* [Entries supplied]:
○ ○ ○ ○

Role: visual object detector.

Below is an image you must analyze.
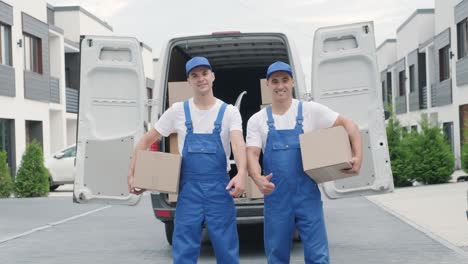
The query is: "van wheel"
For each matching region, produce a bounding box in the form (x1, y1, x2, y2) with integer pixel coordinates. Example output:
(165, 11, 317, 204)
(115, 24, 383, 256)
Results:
(165, 221, 174, 245)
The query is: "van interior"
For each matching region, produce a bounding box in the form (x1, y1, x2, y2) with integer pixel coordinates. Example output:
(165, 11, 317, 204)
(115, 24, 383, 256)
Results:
(163, 34, 291, 178)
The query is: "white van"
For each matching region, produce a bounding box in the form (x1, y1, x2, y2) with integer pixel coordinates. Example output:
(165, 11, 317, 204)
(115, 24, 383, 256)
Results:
(73, 22, 394, 244)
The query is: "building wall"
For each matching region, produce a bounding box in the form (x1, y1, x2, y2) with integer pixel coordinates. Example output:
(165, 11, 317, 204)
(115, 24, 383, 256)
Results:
(0, 0, 55, 172)
(78, 12, 112, 37)
(379, 0, 468, 168)
(0, 1, 153, 174)
(377, 42, 397, 71)
(397, 12, 435, 59)
(53, 11, 80, 43)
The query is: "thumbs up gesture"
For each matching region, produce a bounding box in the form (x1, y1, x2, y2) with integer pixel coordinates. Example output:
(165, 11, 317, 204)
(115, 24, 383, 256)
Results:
(253, 173, 275, 195)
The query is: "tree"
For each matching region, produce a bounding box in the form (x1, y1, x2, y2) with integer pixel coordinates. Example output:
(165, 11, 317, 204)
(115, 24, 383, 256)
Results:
(14, 141, 49, 197)
(386, 112, 412, 187)
(461, 130, 468, 173)
(0, 150, 13, 198)
(404, 116, 454, 184)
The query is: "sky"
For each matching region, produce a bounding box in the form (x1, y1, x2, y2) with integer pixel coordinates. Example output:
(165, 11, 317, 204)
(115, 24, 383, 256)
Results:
(48, 0, 435, 79)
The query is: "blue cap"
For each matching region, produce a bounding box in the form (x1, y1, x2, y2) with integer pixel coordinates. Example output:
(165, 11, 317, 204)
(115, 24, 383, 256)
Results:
(185, 57, 212, 76)
(266, 61, 292, 79)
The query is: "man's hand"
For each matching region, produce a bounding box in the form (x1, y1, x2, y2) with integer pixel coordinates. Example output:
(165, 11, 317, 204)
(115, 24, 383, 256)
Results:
(226, 173, 246, 198)
(341, 156, 362, 175)
(128, 163, 145, 195)
(252, 173, 275, 194)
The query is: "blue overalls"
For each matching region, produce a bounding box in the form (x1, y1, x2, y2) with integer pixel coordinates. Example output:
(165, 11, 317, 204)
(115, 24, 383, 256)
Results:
(263, 102, 329, 264)
(172, 100, 239, 264)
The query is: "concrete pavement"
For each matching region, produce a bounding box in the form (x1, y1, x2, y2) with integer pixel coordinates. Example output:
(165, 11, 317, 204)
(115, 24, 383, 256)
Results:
(367, 182, 468, 252)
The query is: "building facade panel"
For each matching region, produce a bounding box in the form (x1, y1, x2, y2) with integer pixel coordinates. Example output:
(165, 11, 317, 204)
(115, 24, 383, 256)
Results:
(22, 12, 50, 102)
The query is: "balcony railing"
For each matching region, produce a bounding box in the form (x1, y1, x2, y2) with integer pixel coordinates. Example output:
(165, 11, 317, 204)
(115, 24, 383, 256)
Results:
(66, 87, 78, 113)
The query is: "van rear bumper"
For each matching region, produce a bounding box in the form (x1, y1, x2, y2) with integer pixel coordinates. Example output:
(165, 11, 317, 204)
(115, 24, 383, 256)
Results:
(150, 193, 264, 224)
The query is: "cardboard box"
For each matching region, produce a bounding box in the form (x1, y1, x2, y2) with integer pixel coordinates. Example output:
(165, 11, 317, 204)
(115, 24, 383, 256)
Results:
(245, 176, 263, 199)
(168, 82, 193, 106)
(168, 193, 178, 202)
(133, 150, 181, 193)
(260, 79, 272, 104)
(169, 133, 179, 155)
(299, 126, 354, 183)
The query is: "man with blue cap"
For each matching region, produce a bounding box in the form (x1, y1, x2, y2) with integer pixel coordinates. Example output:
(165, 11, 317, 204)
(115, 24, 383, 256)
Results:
(128, 57, 246, 264)
(246, 61, 363, 263)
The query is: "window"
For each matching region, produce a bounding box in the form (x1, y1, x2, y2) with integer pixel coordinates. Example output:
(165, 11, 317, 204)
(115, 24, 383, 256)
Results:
(386, 72, 392, 103)
(381, 81, 386, 104)
(25, 120, 43, 150)
(62, 146, 76, 158)
(411, 125, 418, 132)
(409, 65, 415, 93)
(398, 70, 405, 96)
(457, 18, 468, 59)
(23, 34, 43, 74)
(0, 23, 12, 66)
(418, 53, 427, 88)
(439, 45, 450, 81)
(443, 122, 454, 153)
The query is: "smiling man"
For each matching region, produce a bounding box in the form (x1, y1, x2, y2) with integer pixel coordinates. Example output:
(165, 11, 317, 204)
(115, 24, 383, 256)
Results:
(246, 61, 363, 264)
(128, 57, 246, 264)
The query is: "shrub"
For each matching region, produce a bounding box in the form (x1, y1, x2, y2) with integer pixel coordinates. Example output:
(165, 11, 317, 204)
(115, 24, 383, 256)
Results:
(0, 150, 13, 198)
(403, 116, 454, 184)
(14, 140, 49, 197)
(386, 113, 412, 187)
(462, 131, 468, 174)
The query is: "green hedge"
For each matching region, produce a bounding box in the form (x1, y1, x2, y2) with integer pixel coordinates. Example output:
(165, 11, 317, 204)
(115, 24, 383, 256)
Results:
(387, 114, 454, 186)
(14, 141, 49, 197)
(462, 131, 468, 174)
(0, 150, 13, 198)
(386, 113, 412, 187)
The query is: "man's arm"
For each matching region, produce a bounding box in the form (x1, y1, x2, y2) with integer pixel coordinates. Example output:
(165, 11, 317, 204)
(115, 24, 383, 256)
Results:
(332, 115, 362, 174)
(226, 130, 247, 197)
(247, 146, 274, 194)
(128, 127, 162, 194)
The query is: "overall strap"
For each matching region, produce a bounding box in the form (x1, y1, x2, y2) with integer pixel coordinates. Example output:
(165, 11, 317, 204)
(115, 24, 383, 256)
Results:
(295, 101, 304, 130)
(266, 105, 275, 131)
(213, 103, 227, 134)
(183, 100, 193, 134)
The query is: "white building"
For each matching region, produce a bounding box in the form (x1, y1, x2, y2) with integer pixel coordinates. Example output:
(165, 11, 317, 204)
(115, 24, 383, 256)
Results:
(0, 0, 154, 176)
(377, 0, 468, 169)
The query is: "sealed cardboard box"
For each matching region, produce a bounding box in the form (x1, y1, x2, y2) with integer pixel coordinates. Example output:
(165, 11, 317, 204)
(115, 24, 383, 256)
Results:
(168, 82, 193, 106)
(299, 126, 354, 183)
(168, 193, 178, 202)
(133, 150, 181, 193)
(260, 79, 272, 104)
(245, 176, 263, 199)
(169, 133, 179, 155)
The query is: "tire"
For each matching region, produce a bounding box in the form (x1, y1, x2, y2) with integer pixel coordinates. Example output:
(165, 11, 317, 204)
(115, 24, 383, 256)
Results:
(165, 221, 174, 245)
(49, 177, 60, 191)
(49, 185, 60, 191)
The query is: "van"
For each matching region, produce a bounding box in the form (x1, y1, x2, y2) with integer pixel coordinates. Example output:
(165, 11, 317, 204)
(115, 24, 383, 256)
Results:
(73, 22, 394, 245)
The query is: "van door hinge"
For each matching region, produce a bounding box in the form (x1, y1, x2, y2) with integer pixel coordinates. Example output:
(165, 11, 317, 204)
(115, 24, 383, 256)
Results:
(145, 99, 159, 106)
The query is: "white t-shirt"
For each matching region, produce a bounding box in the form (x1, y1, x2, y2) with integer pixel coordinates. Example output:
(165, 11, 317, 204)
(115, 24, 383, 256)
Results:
(246, 99, 339, 152)
(154, 98, 243, 170)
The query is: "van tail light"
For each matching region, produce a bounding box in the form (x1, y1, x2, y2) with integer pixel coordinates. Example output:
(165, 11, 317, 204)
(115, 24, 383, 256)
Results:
(155, 210, 171, 218)
(150, 141, 158, 151)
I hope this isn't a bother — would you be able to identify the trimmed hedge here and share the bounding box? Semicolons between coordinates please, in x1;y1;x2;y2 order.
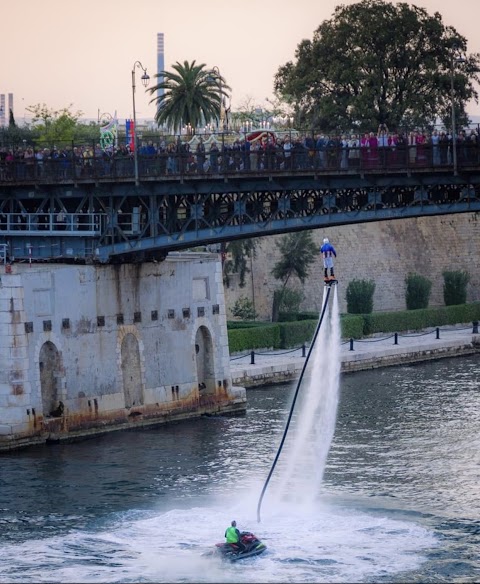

○ ○ ○ ○

* [Aim of the exercise]:
Go through the records and show every line with the string "hedge" in it.

* [Task output]:
The query is: "green hedge"
I hope this isn't a bother — would you be able to identify the trimmed hedge here and share the bounding box? Semicolons between coordinates please, in x1;y1;x2;y2 order.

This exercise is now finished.